▶ [GIVEN TEXT]
Developers punt on new office projects
“There’s increasing uncertainty in the world, and tenants are acting accordingly”
By: TRD Staff
Vornado Realty Trust chairman Steven Roth (Photo Illustration by Steven Dilakian for The Real Deal with Getty)
Top developers are punting on new office projects as workplaces face uncertain futures.
High vacancy rates and dwindling leasing demand have pushed developers to delay significant office projects either in the planning stages or already underway, the Wall Street Journal reported. People familiar with the matter told the outlet firms including Vornado Realty Trust, Brookfield Asset Management, Hines and Kilroy Realty are backing off of the sector.
Low demand and economic uncertainty occasionally leads developers to go full-throttle on office development, anticipating the ebbs and flows of the market; major projects could take years to complete. But interest rates are high and the future of office work has never been less clear.
In the country’s 54 largest markets, there is 156 million square feet of office space construction underway, according to CoStar, down from 186 million square feet in the first quarter of 2020. Meanwhile, the national office vacancy rate is 12.5 percent, the highest since 2011.
“There’s increasing uncertainty in the world, and tenants are acting accordingly,” Vornado Realty Trust president Michael Franco said last week in the real estate investment trust’s third-quarter earnings call.

▶ [EXCERPTED DATA]
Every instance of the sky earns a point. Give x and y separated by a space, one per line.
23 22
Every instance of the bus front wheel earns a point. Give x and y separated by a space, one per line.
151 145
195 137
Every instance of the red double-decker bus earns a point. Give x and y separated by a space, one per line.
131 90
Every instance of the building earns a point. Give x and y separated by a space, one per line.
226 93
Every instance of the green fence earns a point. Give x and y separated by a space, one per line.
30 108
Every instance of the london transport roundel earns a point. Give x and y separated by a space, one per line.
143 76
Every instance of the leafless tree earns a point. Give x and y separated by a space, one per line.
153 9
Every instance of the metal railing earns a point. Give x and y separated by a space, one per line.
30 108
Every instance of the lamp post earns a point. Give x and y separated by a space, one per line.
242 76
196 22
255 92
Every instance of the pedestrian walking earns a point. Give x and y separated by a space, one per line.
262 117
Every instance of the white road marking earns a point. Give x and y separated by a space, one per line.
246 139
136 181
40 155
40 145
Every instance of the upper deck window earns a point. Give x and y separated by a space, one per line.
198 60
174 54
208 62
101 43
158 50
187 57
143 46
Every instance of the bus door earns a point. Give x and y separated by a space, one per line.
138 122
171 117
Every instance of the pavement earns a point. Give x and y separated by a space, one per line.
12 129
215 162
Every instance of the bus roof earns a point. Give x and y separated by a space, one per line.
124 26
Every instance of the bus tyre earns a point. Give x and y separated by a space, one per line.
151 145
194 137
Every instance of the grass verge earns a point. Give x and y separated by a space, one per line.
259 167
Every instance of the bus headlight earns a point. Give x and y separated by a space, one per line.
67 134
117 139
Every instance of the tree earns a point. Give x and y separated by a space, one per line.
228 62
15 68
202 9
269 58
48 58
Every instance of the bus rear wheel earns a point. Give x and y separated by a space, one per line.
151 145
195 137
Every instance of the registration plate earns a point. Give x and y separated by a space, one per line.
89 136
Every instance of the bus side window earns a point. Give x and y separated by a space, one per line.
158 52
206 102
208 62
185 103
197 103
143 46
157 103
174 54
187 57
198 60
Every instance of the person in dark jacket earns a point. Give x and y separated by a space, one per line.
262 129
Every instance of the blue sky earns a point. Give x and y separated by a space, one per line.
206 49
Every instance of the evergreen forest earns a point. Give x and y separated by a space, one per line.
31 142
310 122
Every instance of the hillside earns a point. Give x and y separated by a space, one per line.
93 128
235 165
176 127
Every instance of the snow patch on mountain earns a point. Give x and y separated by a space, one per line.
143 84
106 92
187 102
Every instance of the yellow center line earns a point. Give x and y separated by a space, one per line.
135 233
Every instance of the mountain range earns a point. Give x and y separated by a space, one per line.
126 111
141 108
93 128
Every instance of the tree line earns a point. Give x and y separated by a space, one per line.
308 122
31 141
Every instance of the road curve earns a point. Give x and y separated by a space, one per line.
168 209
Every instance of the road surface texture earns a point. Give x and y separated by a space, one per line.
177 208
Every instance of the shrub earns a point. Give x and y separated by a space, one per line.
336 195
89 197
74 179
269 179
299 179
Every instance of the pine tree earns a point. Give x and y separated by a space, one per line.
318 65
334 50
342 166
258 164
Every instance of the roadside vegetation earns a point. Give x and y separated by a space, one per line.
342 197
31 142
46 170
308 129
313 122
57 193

▶ [REQUIRED WORK]
1. What national office vacancy rate does the office development article report?
2. Pick up the office development article after its last sentence and carry it forward.
The rows play no part in this work.

▶ [ANSWERS TO THE TASKS]
1. 12.5 percent, the highest since 2011.

2.
CEO Steven Roth in the call cast doubt on the Hotel Pennsylvania site, where demolition is on track to be completed by the end of next year.
“I must say, the headwinds and the current environment are not at all conducive to ground-up development,” Roth said, demurring when asked if Vornado is considering non-office uses for Penn 15.
Nearly a record amount of space under construction is not pre-leased, another worrying sign for developers. Approximately 37 percent of space under development is available, according to CoStar, more than doubling the rate from 2019 and approaching the 39 percent record set in 2008.
Flailing demand for office space is exemplified by subletting trends as companies declare they no longer need the amount of space they did prior to the pandemic. CoStar data show 212 million square feet are available to sublease in the country, the highest amount since the firm started tracking the metric in 2005.